# [Materials provided]

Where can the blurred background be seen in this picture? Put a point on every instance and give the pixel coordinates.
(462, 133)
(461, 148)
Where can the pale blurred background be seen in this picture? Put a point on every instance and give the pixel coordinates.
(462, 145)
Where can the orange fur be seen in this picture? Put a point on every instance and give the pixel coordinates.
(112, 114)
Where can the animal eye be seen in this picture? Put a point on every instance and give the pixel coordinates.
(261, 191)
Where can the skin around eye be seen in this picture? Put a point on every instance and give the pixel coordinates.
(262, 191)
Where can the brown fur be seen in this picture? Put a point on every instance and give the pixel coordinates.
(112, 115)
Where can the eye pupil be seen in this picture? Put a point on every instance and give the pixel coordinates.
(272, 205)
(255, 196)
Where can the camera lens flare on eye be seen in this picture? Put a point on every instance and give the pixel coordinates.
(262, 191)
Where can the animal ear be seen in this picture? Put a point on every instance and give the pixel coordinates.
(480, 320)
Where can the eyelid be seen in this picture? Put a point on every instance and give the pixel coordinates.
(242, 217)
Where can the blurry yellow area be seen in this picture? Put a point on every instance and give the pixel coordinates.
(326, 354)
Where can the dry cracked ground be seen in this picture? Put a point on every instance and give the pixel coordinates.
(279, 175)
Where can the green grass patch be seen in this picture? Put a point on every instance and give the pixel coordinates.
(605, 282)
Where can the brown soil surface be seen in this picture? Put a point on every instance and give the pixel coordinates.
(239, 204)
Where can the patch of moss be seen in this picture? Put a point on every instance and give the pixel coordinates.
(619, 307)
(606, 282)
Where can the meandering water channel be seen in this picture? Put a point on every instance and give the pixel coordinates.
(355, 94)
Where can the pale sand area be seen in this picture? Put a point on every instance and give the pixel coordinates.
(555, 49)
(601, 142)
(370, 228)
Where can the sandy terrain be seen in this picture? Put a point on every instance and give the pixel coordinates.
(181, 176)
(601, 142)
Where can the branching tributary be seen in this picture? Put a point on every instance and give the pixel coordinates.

# [Exercise goal]
Please put every line of the records above into a numbered list, leaving out any blank lines.

# [Solution for this exercise]
1. Where can the blurred background be seen in this picture? Put a point on every instance and give the pixel coordinates.
2. (462, 133)
3. (461, 148)
4. Where can the pale blurred background be seen in this picture? Put a point on every instance and give the pixel coordinates.
5. (462, 145)
6. Where can the orange fur be seen in this picture? Put a point on every instance and give the pixel coordinates.
7. (112, 114)
8. Where can the animal eye be seen in this picture? Put a point on every instance and give the pixel coordinates.
9. (261, 191)
10. Where can the skin around eye be seen in this picture? Put a point on every instance and give the pixel coordinates.
11. (262, 191)
12. Where can the brown fur be seen in this picture? Put a point on every instance and give the pixel coordinates.
13. (112, 115)
14. Where can the eye pupil be seen in this picture? Put a point on every instance and give the pixel coordinates.
15. (272, 205)
16. (255, 196)
17. Where can the camera lens flare on eye be seen in this picture? Put a point on every instance and give the pixel coordinates.
18. (262, 191)
19. Where can the animal ear be seen in this picture? Put a point on every instance and give the pixel coordinates.
20. (480, 320)
21. Where can the eyelid be seen in this picture? Put a point on every instance and give the pixel coordinates.
22. (242, 217)
23. Where can the blurry yellow area be seen in this picture? Put a point on every instance and give the pixel coordinates.
24. (326, 354)
25. Where can the dry cracked ground be seen in this picture? Put a point on every instance and give the pixel coordinates.
26. (279, 175)
27. Where can the green grass patch be seen in this picture? Put a point on every instance and give the pixel coordinates.
28. (605, 282)
29. Where can the brown soil surface be seen in this picture? Put a point on every instance and give the pixel coordinates.
30. (239, 204)
31. Where can the patch of moss be seen in this picture? Put a point on every instance and give the pixel coordinates.
32. (619, 307)
33. (606, 282)
34. Where can the meandering water channel be seen in this picture? Put a point on every instance and give the pixel coordinates.
35. (355, 94)
36. Where can the pale sand area be seen in this picture? Put a point on every instance and give the pixel coordinates.
37. (555, 49)
38. (601, 142)
39. (370, 228)
40. Where can the sandy terrain be seen in this picture? Put a point on every instance and give the pixel coordinates.
41. (181, 176)
42. (601, 142)
43. Where can the branching tributary be seen in this picture? Put a point on every instance and give the pixel coordinates.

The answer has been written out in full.